--- start of TEXT TO READ ---

The perpetuation of the stereotypical images and attitudes that Stockett describes DOES make this book a complete waste of time for me and others who know more about the Black South. Why create more literary historical fluff with no real intention of enlightening others to the REAL dynamics between black domestic workers and their employers? Or better yet, why can't a black woman tell this story? TRUTH: Most black women in the 1960s would NEVER have trusted any white woman (especially their employer) to "tell their story". Hell, if the privileged lot really wanted to find true stories of domestic workers, there are plenty of women still living that worked in households cleaning during the Civil Rights Era. My own grandmother cleaned houses! Would it have been too hard to film actual women and let them tell it in their own words??? It definitely would have been more accurate and believable. Then maybe the vernacular would have been more realistic. The vernacular Stockett attempts to recreate: atrocious! If I wanted to hear this "recreation" of the truth, I'd watch Shirley Temple and Stepin Fetchit movies all day. Seriously, why would a college-educated, hard-working, seemingly honest woman decide to steal? There's no explanation or motive that would cause this action, but Stockett wants to create a storyline, so she demonizes the black woman who otherwise has no ill intentions? And the idea that all the white Southerners spoke correct English?!? Puh-leez! I'm black, lived in TN and visited MS, AL, GA all my life, and the majority of older whites that I come across seem to have the same speaking manner as older blacks.

--- end of TEXT TO READ ---
--- start of INFORMATION PROVIDED ---

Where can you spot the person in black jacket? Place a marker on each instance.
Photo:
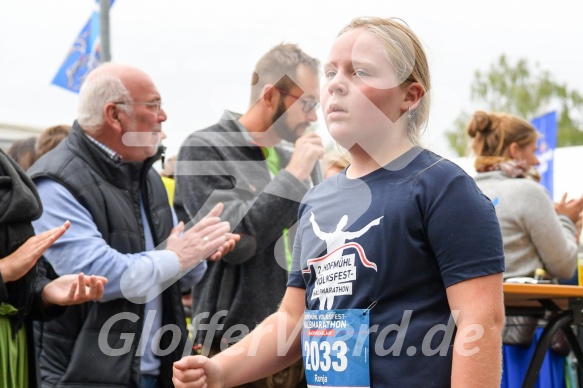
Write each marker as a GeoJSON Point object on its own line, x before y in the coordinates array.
{"type": "Point", "coordinates": [259, 165]}
{"type": "Point", "coordinates": [25, 291]}
{"type": "Point", "coordinates": [101, 178]}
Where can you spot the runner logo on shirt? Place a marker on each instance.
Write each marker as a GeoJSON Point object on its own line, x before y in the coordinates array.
{"type": "Point", "coordinates": [336, 271]}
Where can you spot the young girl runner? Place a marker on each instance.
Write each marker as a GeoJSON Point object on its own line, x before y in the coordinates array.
{"type": "Point", "coordinates": [398, 261]}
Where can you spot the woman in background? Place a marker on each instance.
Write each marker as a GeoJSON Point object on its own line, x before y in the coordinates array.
{"type": "Point", "coordinates": [536, 234]}
{"type": "Point", "coordinates": [25, 291]}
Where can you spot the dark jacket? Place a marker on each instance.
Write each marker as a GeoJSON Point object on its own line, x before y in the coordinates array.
{"type": "Point", "coordinates": [110, 190]}
{"type": "Point", "coordinates": [19, 205]}
{"type": "Point", "coordinates": [249, 282]}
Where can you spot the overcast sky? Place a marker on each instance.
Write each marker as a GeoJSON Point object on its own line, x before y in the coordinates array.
{"type": "Point", "coordinates": [201, 53]}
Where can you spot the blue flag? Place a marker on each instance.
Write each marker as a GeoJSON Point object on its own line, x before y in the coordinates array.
{"type": "Point", "coordinates": [84, 55]}
{"type": "Point", "coordinates": [547, 126]}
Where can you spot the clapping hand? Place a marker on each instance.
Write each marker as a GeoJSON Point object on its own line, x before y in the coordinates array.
{"type": "Point", "coordinates": [68, 290]}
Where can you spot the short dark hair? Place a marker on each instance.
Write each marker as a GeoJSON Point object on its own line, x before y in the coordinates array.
{"type": "Point", "coordinates": [50, 138]}
{"type": "Point", "coordinates": [279, 67]}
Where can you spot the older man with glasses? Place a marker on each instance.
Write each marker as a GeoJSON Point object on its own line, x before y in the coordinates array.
{"type": "Point", "coordinates": [122, 227]}
{"type": "Point", "coordinates": [259, 165]}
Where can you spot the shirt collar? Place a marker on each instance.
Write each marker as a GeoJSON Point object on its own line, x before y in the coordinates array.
{"type": "Point", "coordinates": [108, 151]}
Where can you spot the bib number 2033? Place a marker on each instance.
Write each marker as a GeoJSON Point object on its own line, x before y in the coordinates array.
{"type": "Point", "coordinates": [321, 356]}
{"type": "Point", "coordinates": [335, 353]}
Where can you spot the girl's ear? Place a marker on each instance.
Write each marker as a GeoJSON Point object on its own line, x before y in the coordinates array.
{"type": "Point", "coordinates": [413, 95]}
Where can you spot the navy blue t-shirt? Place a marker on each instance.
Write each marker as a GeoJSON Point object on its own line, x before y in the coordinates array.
{"type": "Point", "coordinates": [396, 239]}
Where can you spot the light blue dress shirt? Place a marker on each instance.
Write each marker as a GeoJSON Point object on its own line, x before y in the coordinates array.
{"type": "Point", "coordinates": [136, 277]}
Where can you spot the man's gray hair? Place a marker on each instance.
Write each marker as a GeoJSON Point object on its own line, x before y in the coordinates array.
{"type": "Point", "coordinates": [99, 88]}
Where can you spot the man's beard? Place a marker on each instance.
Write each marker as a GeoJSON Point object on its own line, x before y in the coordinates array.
{"type": "Point", "coordinates": [280, 126]}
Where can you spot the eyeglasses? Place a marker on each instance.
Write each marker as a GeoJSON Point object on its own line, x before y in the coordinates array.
{"type": "Point", "coordinates": [308, 104]}
{"type": "Point", "coordinates": [154, 106]}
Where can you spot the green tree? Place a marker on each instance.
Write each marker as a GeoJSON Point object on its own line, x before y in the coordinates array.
{"type": "Point", "coordinates": [526, 92]}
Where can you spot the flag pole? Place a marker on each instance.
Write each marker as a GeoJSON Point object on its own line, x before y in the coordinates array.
{"type": "Point", "coordinates": [104, 24]}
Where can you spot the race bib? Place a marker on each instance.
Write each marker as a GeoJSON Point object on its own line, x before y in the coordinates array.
{"type": "Point", "coordinates": [335, 348]}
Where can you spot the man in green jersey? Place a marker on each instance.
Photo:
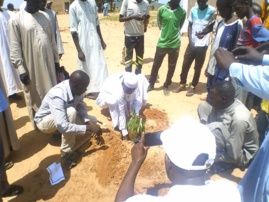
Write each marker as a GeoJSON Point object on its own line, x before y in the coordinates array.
{"type": "Point", "coordinates": [171, 18]}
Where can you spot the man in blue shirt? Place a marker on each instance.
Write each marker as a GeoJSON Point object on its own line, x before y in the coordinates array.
{"type": "Point", "coordinates": [255, 79]}
{"type": "Point", "coordinates": [200, 17]}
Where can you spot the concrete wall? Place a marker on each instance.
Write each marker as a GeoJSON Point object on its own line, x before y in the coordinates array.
{"type": "Point", "coordinates": [211, 2]}
{"type": "Point", "coordinates": [60, 5]}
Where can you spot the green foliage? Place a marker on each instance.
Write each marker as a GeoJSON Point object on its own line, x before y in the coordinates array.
{"type": "Point", "coordinates": [135, 126]}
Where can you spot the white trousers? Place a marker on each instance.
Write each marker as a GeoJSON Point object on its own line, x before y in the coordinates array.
{"type": "Point", "coordinates": [47, 125]}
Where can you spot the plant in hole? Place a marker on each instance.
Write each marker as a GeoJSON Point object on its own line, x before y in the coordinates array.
{"type": "Point", "coordinates": [135, 126]}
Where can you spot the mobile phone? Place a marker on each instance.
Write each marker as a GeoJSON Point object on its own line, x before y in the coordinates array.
{"type": "Point", "coordinates": [153, 139]}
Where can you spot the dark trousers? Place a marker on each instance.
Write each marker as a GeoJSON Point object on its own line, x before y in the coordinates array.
{"type": "Point", "coordinates": [131, 43]}
{"type": "Point", "coordinates": [193, 53]}
{"type": "Point", "coordinates": [262, 124]}
{"type": "Point", "coordinates": [158, 59]}
{"type": "Point", "coordinates": [4, 185]}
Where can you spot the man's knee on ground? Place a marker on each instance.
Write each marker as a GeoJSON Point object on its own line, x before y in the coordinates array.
{"type": "Point", "coordinates": [204, 110]}
{"type": "Point", "coordinates": [106, 103]}
{"type": "Point", "coordinates": [72, 114]}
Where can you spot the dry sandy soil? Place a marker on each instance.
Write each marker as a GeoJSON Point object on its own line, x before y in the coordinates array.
{"type": "Point", "coordinates": [98, 175]}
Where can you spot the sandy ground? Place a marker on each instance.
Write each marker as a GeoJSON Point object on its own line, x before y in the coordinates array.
{"type": "Point", "coordinates": [98, 175]}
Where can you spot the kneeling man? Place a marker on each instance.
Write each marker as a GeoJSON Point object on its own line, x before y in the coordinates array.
{"type": "Point", "coordinates": [121, 93]}
{"type": "Point", "coordinates": [233, 126]}
{"type": "Point", "coordinates": [63, 109]}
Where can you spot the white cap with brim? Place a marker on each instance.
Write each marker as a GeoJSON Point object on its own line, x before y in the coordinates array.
{"type": "Point", "coordinates": [130, 80]}
{"type": "Point", "coordinates": [185, 140]}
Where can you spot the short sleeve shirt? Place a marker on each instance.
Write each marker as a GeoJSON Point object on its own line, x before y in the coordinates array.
{"type": "Point", "coordinates": [199, 19]}
{"type": "Point", "coordinates": [246, 38]}
{"type": "Point", "coordinates": [81, 13]}
{"type": "Point", "coordinates": [132, 8]}
{"type": "Point", "coordinates": [170, 22]}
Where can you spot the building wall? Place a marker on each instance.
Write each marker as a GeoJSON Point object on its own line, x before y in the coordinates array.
{"type": "Point", "coordinates": [212, 3]}
{"type": "Point", "coordinates": [60, 5]}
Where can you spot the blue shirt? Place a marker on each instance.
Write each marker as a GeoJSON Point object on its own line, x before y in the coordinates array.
{"type": "Point", "coordinates": [254, 79]}
{"type": "Point", "coordinates": [3, 102]}
{"type": "Point", "coordinates": [199, 19]}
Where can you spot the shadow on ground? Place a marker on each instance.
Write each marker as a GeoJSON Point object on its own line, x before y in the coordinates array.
{"type": "Point", "coordinates": [36, 184]}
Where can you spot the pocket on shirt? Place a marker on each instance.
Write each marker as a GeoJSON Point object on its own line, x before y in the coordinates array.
{"type": "Point", "coordinates": [130, 12]}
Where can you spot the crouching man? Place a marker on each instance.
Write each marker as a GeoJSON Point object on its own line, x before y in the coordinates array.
{"type": "Point", "coordinates": [233, 125]}
{"type": "Point", "coordinates": [63, 109]}
{"type": "Point", "coordinates": [121, 93]}
{"type": "Point", "coordinates": [190, 150]}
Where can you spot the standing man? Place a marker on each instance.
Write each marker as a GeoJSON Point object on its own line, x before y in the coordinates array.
{"type": "Point", "coordinates": [33, 52]}
{"type": "Point", "coordinates": [121, 93]}
{"type": "Point", "coordinates": [170, 20]}
{"type": "Point", "coordinates": [200, 17]}
{"type": "Point", "coordinates": [55, 27]}
{"type": "Point", "coordinates": [86, 33]}
{"type": "Point", "coordinates": [6, 190]}
{"type": "Point", "coordinates": [135, 14]}
{"type": "Point", "coordinates": [9, 75]}
{"type": "Point", "coordinates": [10, 9]}
{"type": "Point", "coordinates": [49, 4]}
{"type": "Point", "coordinates": [105, 8]}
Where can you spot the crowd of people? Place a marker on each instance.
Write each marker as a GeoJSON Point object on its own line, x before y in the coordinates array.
{"type": "Point", "coordinates": [226, 136]}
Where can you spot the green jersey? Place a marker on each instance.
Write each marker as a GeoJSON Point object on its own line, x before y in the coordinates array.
{"type": "Point", "coordinates": [170, 23]}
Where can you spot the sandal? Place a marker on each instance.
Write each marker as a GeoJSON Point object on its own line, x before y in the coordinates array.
{"type": "Point", "coordinates": [9, 165]}
{"type": "Point", "coordinates": [70, 160]}
{"type": "Point", "coordinates": [14, 190]}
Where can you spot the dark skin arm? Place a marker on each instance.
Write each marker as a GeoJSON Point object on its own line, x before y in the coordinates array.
{"type": "Point", "coordinates": [206, 30]}
{"type": "Point", "coordinates": [139, 154]}
{"type": "Point", "coordinates": [146, 22]}
{"type": "Point", "coordinates": [263, 48]}
{"type": "Point", "coordinates": [134, 17]}
{"type": "Point", "coordinates": [81, 55]}
{"type": "Point", "coordinates": [189, 33]}
{"type": "Point", "coordinates": [100, 36]}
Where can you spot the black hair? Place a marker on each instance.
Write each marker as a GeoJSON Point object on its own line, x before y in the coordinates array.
{"type": "Point", "coordinates": [257, 8]}
{"type": "Point", "coordinates": [225, 88]}
{"type": "Point", "coordinates": [10, 5]}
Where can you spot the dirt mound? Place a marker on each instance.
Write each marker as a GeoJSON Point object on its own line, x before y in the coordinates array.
{"type": "Point", "coordinates": [112, 163]}
{"type": "Point", "coordinates": [156, 120]}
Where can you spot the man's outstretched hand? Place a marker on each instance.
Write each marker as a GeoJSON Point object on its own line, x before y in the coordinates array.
{"type": "Point", "coordinates": [25, 78]}
{"type": "Point", "coordinates": [139, 151]}
{"type": "Point", "coordinates": [248, 55]}
{"type": "Point", "coordinates": [224, 58]}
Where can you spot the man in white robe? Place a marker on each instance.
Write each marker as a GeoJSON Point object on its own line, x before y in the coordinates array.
{"type": "Point", "coordinates": [85, 30]}
{"type": "Point", "coordinates": [9, 75]}
{"type": "Point", "coordinates": [121, 93]}
{"type": "Point", "coordinates": [55, 27]}
{"type": "Point", "coordinates": [33, 52]}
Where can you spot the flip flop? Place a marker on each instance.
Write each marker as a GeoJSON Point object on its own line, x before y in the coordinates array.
{"type": "Point", "coordinates": [14, 190]}
{"type": "Point", "coordinates": [9, 165]}
{"type": "Point", "coordinates": [70, 160]}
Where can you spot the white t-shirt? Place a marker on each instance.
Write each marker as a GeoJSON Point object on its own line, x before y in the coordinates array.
{"type": "Point", "coordinates": [132, 8]}
{"type": "Point", "coordinates": [199, 19]}
{"type": "Point", "coordinates": [219, 191]}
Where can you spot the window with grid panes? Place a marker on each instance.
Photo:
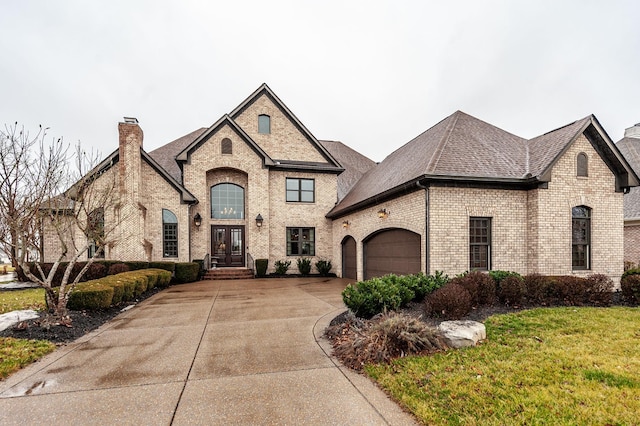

--- end of INFORMATION PROVIDED ---

§ WHAT TO WORK ON:
Answer these questions from the review above.
1. What work did the writer's grandmother do?
2. Whose movies does the writer say they would watch all day if they wanted this "recreation" of the truth?
3. Which state does the writer say they lived in?

§ IN RESPONSE:
1. She cleaned houses.
2. Shirley Temple and Stepin Fetchit movies.
3. TN.